[Opening SUPPLIED RECORDS section]

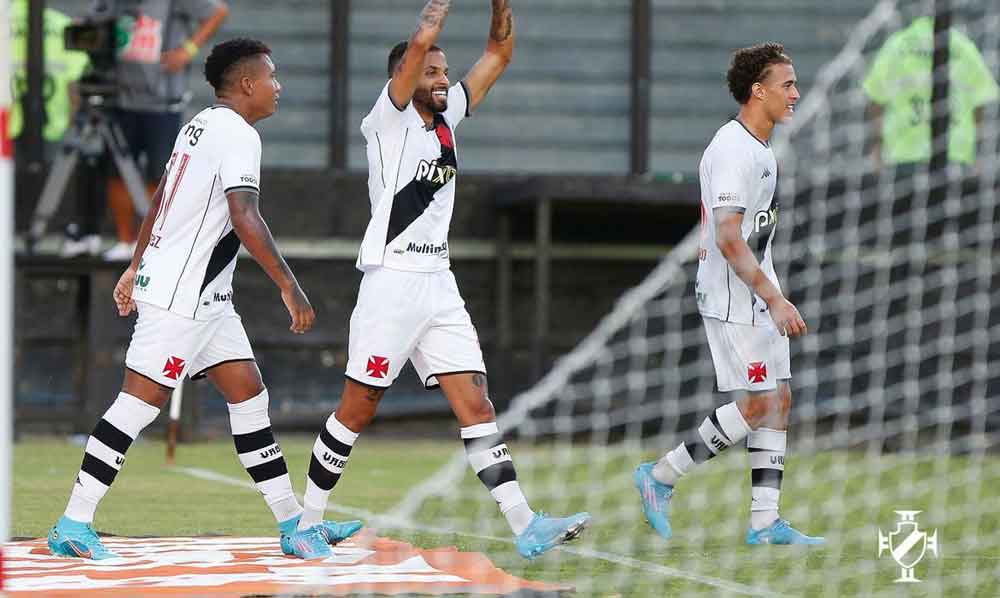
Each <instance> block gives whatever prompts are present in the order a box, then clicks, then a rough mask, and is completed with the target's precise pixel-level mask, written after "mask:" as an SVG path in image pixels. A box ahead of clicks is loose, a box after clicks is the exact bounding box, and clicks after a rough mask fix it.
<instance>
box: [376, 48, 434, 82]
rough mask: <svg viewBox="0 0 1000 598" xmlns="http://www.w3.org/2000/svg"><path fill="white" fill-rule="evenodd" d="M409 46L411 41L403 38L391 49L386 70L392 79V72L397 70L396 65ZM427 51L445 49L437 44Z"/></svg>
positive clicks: (386, 65) (429, 51)
mask: <svg viewBox="0 0 1000 598" xmlns="http://www.w3.org/2000/svg"><path fill="white" fill-rule="evenodd" d="M408 47H410V42H408V41H406V40H403V41H401V42H399V43H398V44H396V45H395V46H393V47H392V50H389V61H388V63H387V65H386V66H387V69H386V72H387V73H388V75H389V78H390V79H392V74H393V73H395V72H396V67H398V66H399V63H400V61H401V60H403V54H406V48H408ZM427 51H428V52H444V50H442V49H441V48H439V47H437V46H436V45H434V46H431V47H430V48H428V49H427Z"/></svg>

[Closing SUPPLIED RECORDS section]

▶ PROBLEM STATEMENT:
An exact reproduction of every record above is required, with no pictures included.

▶ ANSWER:
Each <instance> block gives whatever prompts are present in the order a box, then clicks, then a rough mask, and is completed with the target's precise pixel-level mask, written after "mask:" as an SVG path in image pixels. A box ahead of clicks is loose, a box after clicks is the exact bounding box, and clicks after a rough mask fix it.
<instance>
box: [376, 48, 434, 82]
rough mask: <svg viewBox="0 0 1000 598" xmlns="http://www.w3.org/2000/svg"><path fill="white" fill-rule="evenodd" d="M409 46L411 41L403 38L391 49L386 70L392 79V72L397 70L396 65ZM427 51L445 49L437 44Z"/></svg>
positive clicks: (386, 65) (429, 51)
mask: <svg viewBox="0 0 1000 598" xmlns="http://www.w3.org/2000/svg"><path fill="white" fill-rule="evenodd" d="M408 47H410V42H408V41H406V40H403V41H401V42H399V43H398V44H396V45H395V46H393V47H392V50H389V61H388V63H387V65H386V66H387V69H386V72H387V73H388V75H389V78H390V79H392V74H393V73H395V72H396V67H398V66H399V63H400V61H401V60H403V54H406V48H408ZM427 51H428V52H444V50H442V49H441V48H439V47H437V46H436V45H434V46H431V47H430V48H428V49H427Z"/></svg>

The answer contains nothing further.